◆ **What is required**:
Pull out every line of the material below that contains the string "wetsuit", matching case exactly.

(Coordinate annotation entries)
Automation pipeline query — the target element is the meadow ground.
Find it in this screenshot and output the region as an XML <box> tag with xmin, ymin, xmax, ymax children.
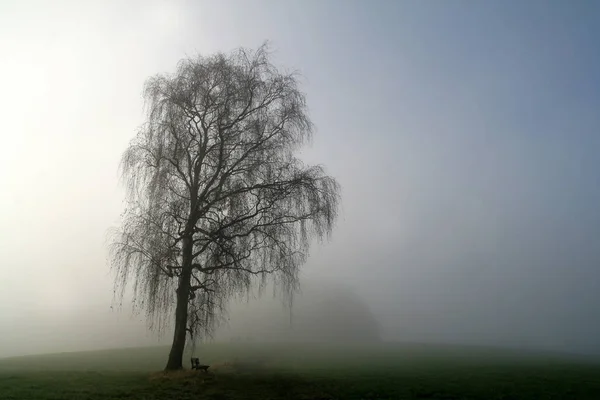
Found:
<box><xmin>0</xmin><ymin>343</ymin><xmax>600</xmax><ymax>400</ymax></box>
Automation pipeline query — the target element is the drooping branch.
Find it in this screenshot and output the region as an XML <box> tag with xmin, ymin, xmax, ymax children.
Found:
<box><xmin>111</xmin><ymin>46</ymin><xmax>339</xmax><ymax>354</ymax></box>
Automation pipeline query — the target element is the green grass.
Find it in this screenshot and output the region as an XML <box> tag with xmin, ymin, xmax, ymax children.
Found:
<box><xmin>0</xmin><ymin>344</ymin><xmax>600</xmax><ymax>400</ymax></box>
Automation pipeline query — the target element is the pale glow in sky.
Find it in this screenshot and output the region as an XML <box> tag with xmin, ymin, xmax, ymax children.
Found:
<box><xmin>0</xmin><ymin>0</ymin><xmax>600</xmax><ymax>356</ymax></box>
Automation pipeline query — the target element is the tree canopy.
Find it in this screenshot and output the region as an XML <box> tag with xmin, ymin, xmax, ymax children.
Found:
<box><xmin>111</xmin><ymin>46</ymin><xmax>340</xmax><ymax>369</ymax></box>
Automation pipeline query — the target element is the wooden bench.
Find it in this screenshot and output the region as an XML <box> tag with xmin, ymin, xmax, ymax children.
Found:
<box><xmin>192</xmin><ymin>358</ymin><xmax>210</xmax><ymax>372</ymax></box>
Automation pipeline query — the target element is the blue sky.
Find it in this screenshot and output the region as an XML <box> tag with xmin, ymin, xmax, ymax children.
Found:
<box><xmin>0</xmin><ymin>0</ymin><xmax>600</xmax><ymax>352</ymax></box>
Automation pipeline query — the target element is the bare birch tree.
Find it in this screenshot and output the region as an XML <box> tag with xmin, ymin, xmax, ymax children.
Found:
<box><xmin>110</xmin><ymin>46</ymin><xmax>339</xmax><ymax>370</ymax></box>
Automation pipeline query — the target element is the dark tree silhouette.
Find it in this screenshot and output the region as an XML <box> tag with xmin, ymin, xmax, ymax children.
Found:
<box><xmin>111</xmin><ymin>46</ymin><xmax>339</xmax><ymax>370</ymax></box>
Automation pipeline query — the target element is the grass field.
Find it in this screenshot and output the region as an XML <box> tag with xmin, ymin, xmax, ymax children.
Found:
<box><xmin>0</xmin><ymin>343</ymin><xmax>600</xmax><ymax>400</ymax></box>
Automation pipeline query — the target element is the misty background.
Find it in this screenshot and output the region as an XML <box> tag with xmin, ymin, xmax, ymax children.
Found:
<box><xmin>0</xmin><ymin>0</ymin><xmax>600</xmax><ymax>357</ymax></box>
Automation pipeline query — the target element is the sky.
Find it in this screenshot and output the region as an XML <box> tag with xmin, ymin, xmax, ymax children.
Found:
<box><xmin>0</xmin><ymin>0</ymin><xmax>600</xmax><ymax>356</ymax></box>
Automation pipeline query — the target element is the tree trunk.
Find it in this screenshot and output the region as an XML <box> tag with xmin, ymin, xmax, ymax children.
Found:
<box><xmin>165</xmin><ymin>239</ymin><xmax>192</xmax><ymax>371</ymax></box>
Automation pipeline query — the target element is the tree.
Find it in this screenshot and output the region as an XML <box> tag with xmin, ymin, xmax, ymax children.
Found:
<box><xmin>110</xmin><ymin>45</ymin><xmax>340</xmax><ymax>370</ymax></box>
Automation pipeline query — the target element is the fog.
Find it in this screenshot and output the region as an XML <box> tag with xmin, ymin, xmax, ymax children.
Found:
<box><xmin>0</xmin><ymin>0</ymin><xmax>600</xmax><ymax>357</ymax></box>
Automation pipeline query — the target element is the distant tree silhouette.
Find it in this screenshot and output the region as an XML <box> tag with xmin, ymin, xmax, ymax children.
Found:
<box><xmin>110</xmin><ymin>46</ymin><xmax>339</xmax><ymax>370</ymax></box>
<box><xmin>218</xmin><ymin>281</ymin><xmax>381</xmax><ymax>342</ymax></box>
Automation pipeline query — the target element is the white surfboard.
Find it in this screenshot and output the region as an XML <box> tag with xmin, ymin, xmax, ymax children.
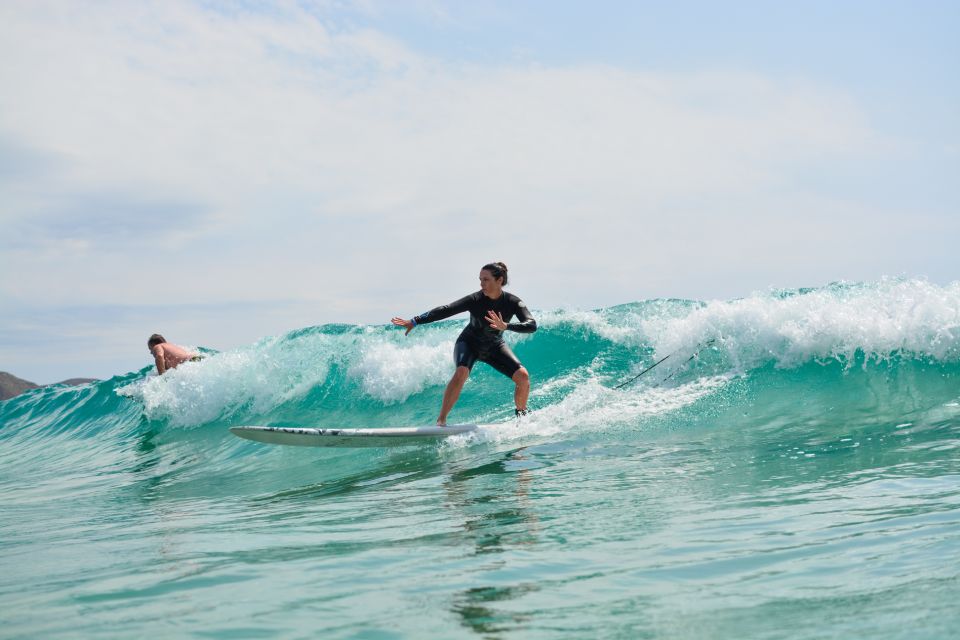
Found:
<box><xmin>230</xmin><ymin>424</ymin><xmax>477</xmax><ymax>447</ymax></box>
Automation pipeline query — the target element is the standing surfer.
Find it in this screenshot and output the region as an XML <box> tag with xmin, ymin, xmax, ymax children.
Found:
<box><xmin>393</xmin><ymin>262</ymin><xmax>537</xmax><ymax>425</ymax></box>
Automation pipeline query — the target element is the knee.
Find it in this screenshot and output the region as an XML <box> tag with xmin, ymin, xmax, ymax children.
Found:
<box><xmin>513</xmin><ymin>367</ymin><xmax>530</xmax><ymax>386</ymax></box>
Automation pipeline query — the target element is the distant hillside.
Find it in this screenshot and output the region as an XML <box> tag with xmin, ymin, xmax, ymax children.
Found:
<box><xmin>0</xmin><ymin>371</ymin><xmax>96</xmax><ymax>400</ymax></box>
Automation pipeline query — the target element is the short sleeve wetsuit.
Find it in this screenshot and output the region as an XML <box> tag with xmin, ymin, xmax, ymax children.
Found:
<box><xmin>413</xmin><ymin>291</ymin><xmax>537</xmax><ymax>378</ymax></box>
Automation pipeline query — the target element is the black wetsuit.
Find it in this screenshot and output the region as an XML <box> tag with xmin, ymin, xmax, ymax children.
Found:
<box><xmin>413</xmin><ymin>291</ymin><xmax>537</xmax><ymax>378</ymax></box>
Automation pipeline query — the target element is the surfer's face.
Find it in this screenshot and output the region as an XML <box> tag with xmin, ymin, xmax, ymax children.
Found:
<box><xmin>480</xmin><ymin>269</ymin><xmax>503</xmax><ymax>298</ymax></box>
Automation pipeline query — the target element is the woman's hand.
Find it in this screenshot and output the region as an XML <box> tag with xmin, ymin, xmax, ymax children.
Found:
<box><xmin>390</xmin><ymin>318</ymin><xmax>417</xmax><ymax>336</ymax></box>
<box><xmin>487</xmin><ymin>309</ymin><xmax>507</xmax><ymax>331</ymax></box>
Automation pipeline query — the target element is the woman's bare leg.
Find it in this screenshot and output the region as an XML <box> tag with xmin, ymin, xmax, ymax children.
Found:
<box><xmin>437</xmin><ymin>367</ymin><xmax>470</xmax><ymax>426</ymax></box>
<box><xmin>512</xmin><ymin>367</ymin><xmax>530</xmax><ymax>411</ymax></box>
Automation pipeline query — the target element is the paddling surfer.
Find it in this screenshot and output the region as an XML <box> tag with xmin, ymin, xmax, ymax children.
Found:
<box><xmin>147</xmin><ymin>333</ymin><xmax>201</xmax><ymax>375</ymax></box>
<box><xmin>392</xmin><ymin>262</ymin><xmax>537</xmax><ymax>426</ymax></box>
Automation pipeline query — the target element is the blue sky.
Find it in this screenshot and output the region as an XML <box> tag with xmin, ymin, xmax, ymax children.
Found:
<box><xmin>0</xmin><ymin>0</ymin><xmax>960</xmax><ymax>382</ymax></box>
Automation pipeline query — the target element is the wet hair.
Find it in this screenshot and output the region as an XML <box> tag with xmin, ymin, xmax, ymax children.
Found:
<box><xmin>480</xmin><ymin>262</ymin><xmax>509</xmax><ymax>286</ymax></box>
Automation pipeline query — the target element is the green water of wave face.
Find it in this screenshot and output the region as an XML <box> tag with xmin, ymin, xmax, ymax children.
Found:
<box><xmin>0</xmin><ymin>283</ymin><xmax>960</xmax><ymax>638</ymax></box>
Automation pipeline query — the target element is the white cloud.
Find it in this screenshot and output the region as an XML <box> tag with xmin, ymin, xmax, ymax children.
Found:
<box><xmin>0</xmin><ymin>2</ymin><xmax>952</xmax><ymax>380</ymax></box>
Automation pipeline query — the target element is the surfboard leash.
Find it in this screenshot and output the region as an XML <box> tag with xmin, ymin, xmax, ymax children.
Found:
<box><xmin>614</xmin><ymin>338</ymin><xmax>717</xmax><ymax>389</ymax></box>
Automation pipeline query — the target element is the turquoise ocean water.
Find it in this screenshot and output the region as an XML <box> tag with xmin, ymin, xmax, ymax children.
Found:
<box><xmin>0</xmin><ymin>280</ymin><xmax>960</xmax><ymax>638</ymax></box>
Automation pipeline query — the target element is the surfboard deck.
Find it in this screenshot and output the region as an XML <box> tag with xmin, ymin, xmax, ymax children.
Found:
<box><xmin>230</xmin><ymin>424</ymin><xmax>477</xmax><ymax>447</ymax></box>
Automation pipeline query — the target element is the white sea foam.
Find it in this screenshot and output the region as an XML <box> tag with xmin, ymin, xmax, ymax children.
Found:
<box><xmin>643</xmin><ymin>280</ymin><xmax>960</xmax><ymax>368</ymax></box>
<box><xmin>444</xmin><ymin>375</ymin><xmax>732</xmax><ymax>447</ymax></box>
<box><xmin>348</xmin><ymin>340</ymin><xmax>453</xmax><ymax>403</ymax></box>
<box><xmin>117</xmin><ymin>334</ymin><xmax>340</xmax><ymax>426</ymax></box>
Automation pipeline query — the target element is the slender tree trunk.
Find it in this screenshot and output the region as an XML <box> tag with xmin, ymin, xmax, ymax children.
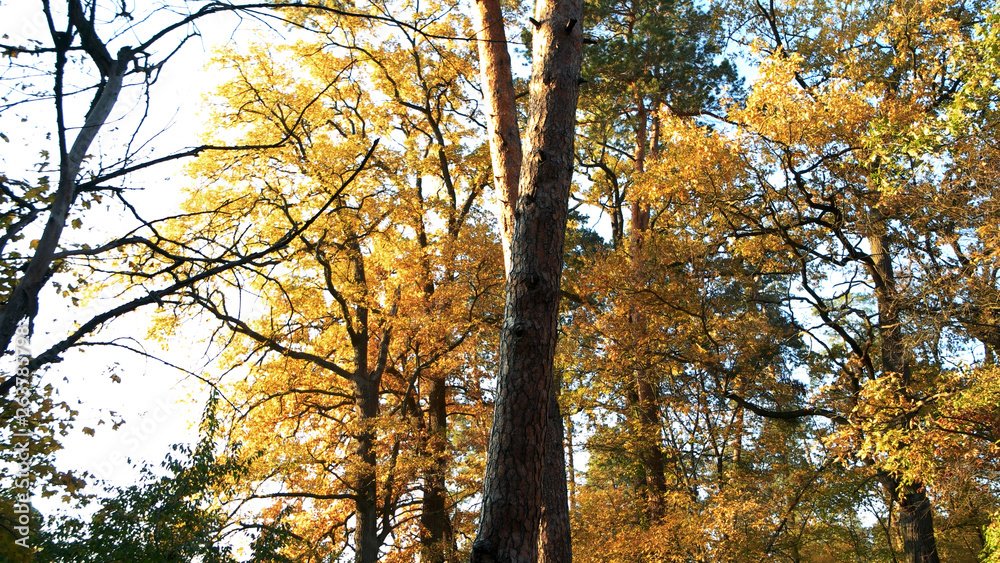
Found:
<box><xmin>0</xmin><ymin>0</ymin><xmax>128</xmax><ymax>384</ymax></box>
<box><xmin>868</xmin><ymin>214</ymin><xmax>940</xmax><ymax>563</ymax></box>
<box><xmin>471</xmin><ymin>0</ymin><xmax>582</xmax><ymax>563</ymax></box>
<box><xmin>474</xmin><ymin>0</ymin><xmax>521</xmax><ymax>275</ymax></box>
<box><xmin>629</xmin><ymin>94</ymin><xmax>667</xmax><ymax>523</ymax></box>
<box><xmin>354</xmin><ymin>376</ymin><xmax>381</xmax><ymax>563</ymax></box>
<box><xmin>538</xmin><ymin>376</ymin><xmax>573</xmax><ymax>563</ymax></box>
<box><xmin>420</xmin><ymin>375</ymin><xmax>455</xmax><ymax>563</ymax></box>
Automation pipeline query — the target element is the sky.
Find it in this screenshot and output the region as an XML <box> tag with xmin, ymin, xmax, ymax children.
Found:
<box><xmin>0</xmin><ymin>0</ymin><xmax>274</xmax><ymax>512</ymax></box>
<box><xmin>0</xmin><ymin>0</ymin><xmax>747</xmax><ymax>528</ymax></box>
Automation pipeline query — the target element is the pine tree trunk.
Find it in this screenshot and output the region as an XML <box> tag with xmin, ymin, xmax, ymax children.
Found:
<box><xmin>868</xmin><ymin>212</ymin><xmax>939</xmax><ymax>563</ymax></box>
<box><xmin>474</xmin><ymin>0</ymin><xmax>522</xmax><ymax>275</ymax></box>
<box><xmin>354</xmin><ymin>370</ymin><xmax>380</xmax><ymax>563</ymax></box>
<box><xmin>471</xmin><ymin>0</ymin><xmax>582</xmax><ymax>563</ymax></box>
<box><xmin>538</xmin><ymin>372</ymin><xmax>573</xmax><ymax>563</ymax></box>
<box><xmin>629</xmin><ymin>94</ymin><xmax>667</xmax><ymax>523</ymax></box>
<box><xmin>420</xmin><ymin>376</ymin><xmax>455</xmax><ymax>563</ymax></box>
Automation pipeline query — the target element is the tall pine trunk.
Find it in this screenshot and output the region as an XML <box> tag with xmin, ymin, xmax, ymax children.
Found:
<box><xmin>472</xmin><ymin>0</ymin><xmax>582</xmax><ymax>563</ymax></box>
<box><xmin>868</xmin><ymin>213</ymin><xmax>940</xmax><ymax>563</ymax></box>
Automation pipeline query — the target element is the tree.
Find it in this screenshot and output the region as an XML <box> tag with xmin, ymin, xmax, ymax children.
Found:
<box><xmin>651</xmin><ymin>2</ymin><xmax>994</xmax><ymax>561</ymax></box>
<box><xmin>471</xmin><ymin>0</ymin><xmax>583</xmax><ymax>562</ymax></box>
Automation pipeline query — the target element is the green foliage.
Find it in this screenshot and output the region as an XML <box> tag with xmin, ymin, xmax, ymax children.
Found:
<box><xmin>34</xmin><ymin>394</ymin><xmax>288</xmax><ymax>563</ymax></box>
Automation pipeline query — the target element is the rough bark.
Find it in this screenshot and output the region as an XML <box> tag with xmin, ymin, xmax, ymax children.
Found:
<box><xmin>538</xmin><ymin>374</ymin><xmax>573</xmax><ymax>563</ymax></box>
<box><xmin>629</xmin><ymin>94</ymin><xmax>667</xmax><ymax>522</ymax></box>
<box><xmin>474</xmin><ymin>0</ymin><xmax>521</xmax><ymax>273</ymax></box>
<box><xmin>420</xmin><ymin>375</ymin><xmax>455</xmax><ymax>563</ymax></box>
<box><xmin>471</xmin><ymin>0</ymin><xmax>582</xmax><ymax>563</ymax></box>
<box><xmin>868</xmin><ymin>212</ymin><xmax>940</xmax><ymax>563</ymax></box>
<box><xmin>0</xmin><ymin>0</ymin><xmax>133</xmax><ymax>378</ymax></box>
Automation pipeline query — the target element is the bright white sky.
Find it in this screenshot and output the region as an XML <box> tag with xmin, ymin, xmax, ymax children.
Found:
<box><xmin>0</xmin><ymin>0</ymin><xmax>274</xmax><ymax>512</ymax></box>
<box><xmin>0</xmin><ymin>0</ymin><xmax>746</xmax><ymax>528</ymax></box>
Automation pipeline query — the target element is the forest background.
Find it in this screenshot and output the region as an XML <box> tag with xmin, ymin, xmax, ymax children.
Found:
<box><xmin>0</xmin><ymin>0</ymin><xmax>1000</xmax><ymax>562</ymax></box>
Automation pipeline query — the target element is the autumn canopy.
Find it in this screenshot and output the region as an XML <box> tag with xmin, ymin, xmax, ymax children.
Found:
<box><xmin>0</xmin><ymin>0</ymin><xmax>1000</xmax><ymax>563</ymax></box>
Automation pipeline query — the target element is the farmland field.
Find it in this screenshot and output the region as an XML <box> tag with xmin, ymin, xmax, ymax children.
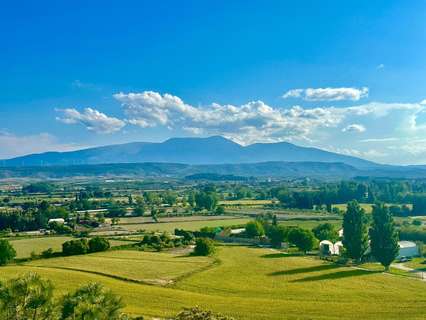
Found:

◆ **Exercise result**:
Automation pipeline query — the target element is the short sleeve wetsuit.
Automation pipeline query — the target element is the black wetsuit.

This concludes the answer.